What you should do:
Reproduce all of the lines below verbatim, without changing or omitting anything.

§ §

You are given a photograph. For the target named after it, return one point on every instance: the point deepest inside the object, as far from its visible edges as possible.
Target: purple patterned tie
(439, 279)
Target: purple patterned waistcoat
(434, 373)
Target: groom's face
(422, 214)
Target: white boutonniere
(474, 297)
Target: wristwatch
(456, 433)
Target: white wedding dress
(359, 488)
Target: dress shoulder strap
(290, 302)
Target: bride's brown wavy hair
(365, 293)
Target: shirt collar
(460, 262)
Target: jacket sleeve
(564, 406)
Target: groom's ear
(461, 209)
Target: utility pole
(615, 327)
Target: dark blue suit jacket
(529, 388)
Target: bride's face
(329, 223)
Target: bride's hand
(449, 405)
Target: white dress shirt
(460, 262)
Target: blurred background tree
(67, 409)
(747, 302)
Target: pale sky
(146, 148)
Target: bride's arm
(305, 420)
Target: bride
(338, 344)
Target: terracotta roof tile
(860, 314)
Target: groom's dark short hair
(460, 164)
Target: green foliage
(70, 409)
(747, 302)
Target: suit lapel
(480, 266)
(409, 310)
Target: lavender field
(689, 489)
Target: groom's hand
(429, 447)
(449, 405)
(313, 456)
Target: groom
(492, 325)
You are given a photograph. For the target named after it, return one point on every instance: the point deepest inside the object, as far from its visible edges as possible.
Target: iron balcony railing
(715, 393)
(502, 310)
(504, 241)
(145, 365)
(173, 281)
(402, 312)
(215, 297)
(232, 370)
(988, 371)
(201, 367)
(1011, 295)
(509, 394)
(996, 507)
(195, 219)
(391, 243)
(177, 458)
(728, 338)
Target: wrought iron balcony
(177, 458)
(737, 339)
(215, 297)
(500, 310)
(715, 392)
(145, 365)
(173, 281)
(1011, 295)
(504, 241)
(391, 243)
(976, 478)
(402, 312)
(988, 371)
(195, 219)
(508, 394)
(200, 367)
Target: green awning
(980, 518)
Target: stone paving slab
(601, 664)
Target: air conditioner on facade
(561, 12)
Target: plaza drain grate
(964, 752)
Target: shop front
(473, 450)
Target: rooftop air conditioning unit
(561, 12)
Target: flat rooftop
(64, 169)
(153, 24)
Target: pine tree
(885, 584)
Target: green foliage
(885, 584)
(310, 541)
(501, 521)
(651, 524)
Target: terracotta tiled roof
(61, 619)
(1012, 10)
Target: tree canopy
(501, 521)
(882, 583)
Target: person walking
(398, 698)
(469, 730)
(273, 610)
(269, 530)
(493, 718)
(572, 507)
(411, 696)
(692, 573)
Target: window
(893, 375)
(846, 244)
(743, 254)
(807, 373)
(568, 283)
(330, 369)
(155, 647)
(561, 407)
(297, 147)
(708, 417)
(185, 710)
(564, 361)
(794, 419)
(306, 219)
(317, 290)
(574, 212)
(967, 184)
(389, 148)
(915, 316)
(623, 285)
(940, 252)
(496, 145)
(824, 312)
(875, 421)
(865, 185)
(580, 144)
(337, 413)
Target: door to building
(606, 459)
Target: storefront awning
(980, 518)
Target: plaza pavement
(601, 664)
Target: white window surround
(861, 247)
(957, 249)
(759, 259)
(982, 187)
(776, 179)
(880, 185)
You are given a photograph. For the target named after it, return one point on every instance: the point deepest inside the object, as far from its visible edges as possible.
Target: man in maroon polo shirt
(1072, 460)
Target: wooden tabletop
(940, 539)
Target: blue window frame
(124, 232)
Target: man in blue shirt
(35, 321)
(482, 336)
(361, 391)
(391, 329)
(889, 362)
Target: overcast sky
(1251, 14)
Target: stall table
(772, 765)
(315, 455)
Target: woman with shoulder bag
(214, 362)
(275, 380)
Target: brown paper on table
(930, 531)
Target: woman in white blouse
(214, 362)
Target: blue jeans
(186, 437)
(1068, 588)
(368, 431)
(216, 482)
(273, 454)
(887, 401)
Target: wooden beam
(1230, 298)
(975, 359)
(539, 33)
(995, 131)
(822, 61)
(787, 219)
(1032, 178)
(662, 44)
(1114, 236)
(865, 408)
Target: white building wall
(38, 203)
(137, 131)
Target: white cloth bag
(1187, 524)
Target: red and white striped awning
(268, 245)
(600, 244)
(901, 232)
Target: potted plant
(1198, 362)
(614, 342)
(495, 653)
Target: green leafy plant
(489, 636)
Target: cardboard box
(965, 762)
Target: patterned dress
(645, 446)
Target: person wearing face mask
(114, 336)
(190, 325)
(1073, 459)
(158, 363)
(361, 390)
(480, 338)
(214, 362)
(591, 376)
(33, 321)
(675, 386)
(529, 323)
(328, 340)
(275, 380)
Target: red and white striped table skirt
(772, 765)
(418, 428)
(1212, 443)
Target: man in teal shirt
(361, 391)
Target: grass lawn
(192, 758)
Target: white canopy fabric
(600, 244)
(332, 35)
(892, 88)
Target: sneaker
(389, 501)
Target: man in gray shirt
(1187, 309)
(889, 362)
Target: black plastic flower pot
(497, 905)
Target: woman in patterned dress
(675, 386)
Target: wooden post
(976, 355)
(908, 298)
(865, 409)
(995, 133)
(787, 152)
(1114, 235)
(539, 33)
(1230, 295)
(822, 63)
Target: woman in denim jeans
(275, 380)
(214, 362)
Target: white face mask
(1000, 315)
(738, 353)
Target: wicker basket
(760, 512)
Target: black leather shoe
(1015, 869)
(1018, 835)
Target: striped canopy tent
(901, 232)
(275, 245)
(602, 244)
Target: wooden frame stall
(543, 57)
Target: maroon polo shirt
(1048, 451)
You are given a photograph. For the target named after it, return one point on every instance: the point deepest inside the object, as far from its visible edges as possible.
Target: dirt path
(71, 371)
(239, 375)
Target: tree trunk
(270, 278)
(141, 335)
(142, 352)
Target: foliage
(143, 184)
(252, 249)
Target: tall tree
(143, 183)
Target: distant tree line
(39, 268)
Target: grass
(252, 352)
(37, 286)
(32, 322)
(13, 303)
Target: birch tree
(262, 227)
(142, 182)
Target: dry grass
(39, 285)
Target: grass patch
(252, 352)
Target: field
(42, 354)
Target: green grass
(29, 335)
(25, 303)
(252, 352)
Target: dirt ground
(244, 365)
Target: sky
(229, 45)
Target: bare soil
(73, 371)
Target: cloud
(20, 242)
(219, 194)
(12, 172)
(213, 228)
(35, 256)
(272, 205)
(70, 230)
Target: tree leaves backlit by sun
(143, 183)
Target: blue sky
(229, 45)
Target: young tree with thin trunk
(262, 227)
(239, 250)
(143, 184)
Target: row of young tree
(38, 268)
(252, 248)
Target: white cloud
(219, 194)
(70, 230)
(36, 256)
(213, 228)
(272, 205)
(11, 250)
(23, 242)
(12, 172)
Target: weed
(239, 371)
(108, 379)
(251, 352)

§ §

Final answer:
You are given a photograph. For the target named after it, return one point on every instance: the point deepest inside the object, as far from its visible edges as possible.
Target: purple patterned tie
(439, 279)
Target: purple patterned waistcoat
(434, 373)
Target: groom's face
(422, 214)
Target: white boutonniere
(474, 297)
Target: wristwatch
(456, 433)
Target: white wedding dress
(359, 488)
Target: dress shoulder strap
(290, 302)
Target: bride's brown wavy hair
(365, 293)
Target: shirt collar
(460, 262)
Target: jacket sleeve
(564, 406)
Target: groom's ear
(461, 209)
Target: utility pole
(615, 327)
Target: dark blue suit jacket
(529, 388)
Target: bride's face
(329, 223)
Target: bride's hand
(449, 405)
Target: white dress shirt
(460, 262)
Target: blurred background tree
(67, 409)
(747, 302)
Target: pale sky
(146, 148)
Target: bride's arm
(305, 420)
Target: bride
(338, 344)
Target: terracotta roof tile
(860, 314)
Target: groom's dark short hair
(460, 164)
Target: green foliage
(70, 409)
(747, 302)
Target: suit lapel
(480, 266)
(409, 310)
Target: lavender field
(689, 489)
Target: groom's hand
(429, 447)
(449, 405)
(313, 456)
Target: groom
(492, 325)
You are given a photograph. For the target named after it, return one point on every instance: the point deepest inside the object, as far from its visible edges as possible.
Target: iron balcony railing
(715, 393)
(502, 310)
(504, 241)
(145, 365)
(173, 281)
(402, 312)
(215, 297)
(232, 370)
(988, 371)
(201, 367)
(1011, 295)
(509, 394)
(996, 507)
(195, 219)
(391, 243)
(177, 458)
(728, 338)
Target: wrought iron balcony
(177, 458)
(737, 339)
(215, 297)
(500, 310)
(715, 392)
(145, 365)
(173, 281)
(1011, 295)
(504, 241)
(391, 243)
(976, 478)
(402, 312)
(988, 371)
(195, 219)
(508, 394)
(200, 367)
Target: green awning
(980, 518)
Target: stone paving slab
(601, 664)
Target: air conditioner on facade
(561, 12)
Target: plaza drain grate
(964, 752)
Target: shop front
(473, 450)
Target: rooftop air conditioning unit
(561, 12)
Target: flat rooftop
(64, 169)
(153, 24)
Target: pine tree
(885, 584)
Target: green foliage
(885, 584)
(310, 541)
(501, 521)
(651, 524)
Target: terracotta tiled roof
(61, 619)
(1012, 10)
Target: tree canopy
(501, 521)
(882, 583)
Target: person walking
(398, 698)
(469, 730)
(273, 610)
(269, 530)
(493, 718)
(572, 507)
(411, 696)
(692, 573)
Target: window
(893, 375)
(846, 244)
(743, 254)
(807, 373)
(568, 283)
(330, 369)
(155, 647)
(561, 407)
(297, 147)
(708, 417)
(185, 710)
(564, 361)
(794, 419)
(306, 219)
(317, 290)
(574, 212)
(967, 184)
(389, 148)
(915, 316)
(623, 285)
(940, 252)
(496, 145)
(824, 312)
(875, 421)
(865, 185)
(580, 144)
(337, 413)
Target: door to building
(606, 459)
Target: storefront awning
(980, 518)
Target: plaza pavement
(601, 664)
Target: white window surround
(861, 247)
(957, 249)
(759, 259)
(982, 187)
(776, 179)
(880, 185)
You are given a photograph. For the target named after it, return one point on every instance: the point deepest inside the object, as far from its visible edges as possible.
Target: man in maroon polo shirt
(1072, 460)
Target: wooden tabletop
(940, 539)
Target: blue window frame
(124, 232)
Target: man in blue shirt
(35, 321)
(482, 336)
(361, 391)
(391, 329)
(889, 362)
Target: overcast sky
(1251, 14)
Target: stall table
(772, 765)
(315, 455)
Target: woman with shoulder bag
(214, 362)
(275, 380)
Target: brown paper on table
(930, 531)
Target: woman in white blouse
(214, 362)
Target: blue jeans
(186, 437)
(1068, 588)
(368, 431)
(216, 482)
(273, 454)
(887, 401)
Target: wooden beam
(1230, 298)
(975, 359)
(539, 33)
(995, 131)
(822, 61)
(787, 219)
(1032, 178)
(662, 44)
(1114, 236)
(865, 408)
Target: white building wall
(38, 203)
(137, 131)
Target: white cloth bag
(1187, 524)
Target: red and white striped awning
(268, 245)
(600, 244)
(901, 232)
Target: potted plant
(1198, 362)
(614, 342)
(495, 653)
Target: green leafy plant
(489, 636)
Target: cardboard box
(965, 762)
Target: patterned dress
(645, 446)
Target: person wearing face mask
(114, 336)
(190, 325)
(1073, 459)
(158, 363)
(361, 390)
(480, 338)
(214, 362)
(591, 376)
(33, 321)
(675, 386)
(529, 323)
(328, 340)
(275, 380)
Target: red and white striped table skirt
(772, 765)
(418, 428)
(1212, 443)
Target: man in teal shirt
(361, 391)
Target: grass lawn
(192, 758)
Target: white canopy fabric
(600, 244)
(332, 35)
(892, 88)
Target: sneaker
(389, 501)
Target: man in gray shirt
(1187, 309)
(889, 362)
Target: black plastic flower pot
(497, 905)
Target: woman in patterned dress
(675, 386)
Target: wooden post
(976, 355)
(908, 298)
(865, 409)
(995, 133)
(787, 152)
(1114, 235)
(539, 33)
(1230, 295)
(822, 63)
Target: woman in denim jeans
(275, 380)
(214, 362)
Target: white face mask
(1000, 315)
(738, 353)
Target: wicker basket
(760, 512)
Target: black leather shoe
(1015, 869)
(1018, 835)
Target: striped canopy tent
(901, 232)
(275, 245)
(602, 244)
Target: wooden frame stall
(543, 57)
Target: maroon polo shirt
(1048, 451)
You are given a photograph. For the target named after it, return one point on every instance: the point deepest inside the object, as far from its visible edges as possible.
Target: dirt path
(71, 371)
(239, 375)
Target: tree trunk
(270, 278)
(141, 335)
(142, 352)
Target: foliage
(143, 184)
(252, 249)
Target: tall tree
(143, 183)
Target: distant tree line
(39, 268)
Target: grass
(252, 352)
(37, 286)
(32, 322)
(13, 303)
Target: birch tree
(262, 227)
(142, 182)
Target: dry grass
(39, 285)
Target: grass patch
(252, 352)
Target: field
(42, 354)
Target: green grass
(29, 335)
(25, 303)
(252, 352)
Target: dirt ground
(244, 365)
Target: sky
(229, 45)
Target: bare soil
(73, 371)
Target: cloud
(20, 242)
(219, 194)
(12, 172)
(213, 228)
(35, 256)
(272, 205)
(70, 230)
Target: tree leaves backlit by sun
(143, 183)
Target: blue sky
(229, 45)
Target: young tree with thin trunk
(262, 227)
(239, 250)
(143, 184)
Target: row of young tree
(38, 268)
(252, 248)
Target: white cloud
(219, 194)
(70, 230)
(36, 256)
(213, 228)
(272, 205)
(11, 250)
(23, 242)
(12, 172)
Target: weed
(239, 371)
(108, 379)
(251, 352)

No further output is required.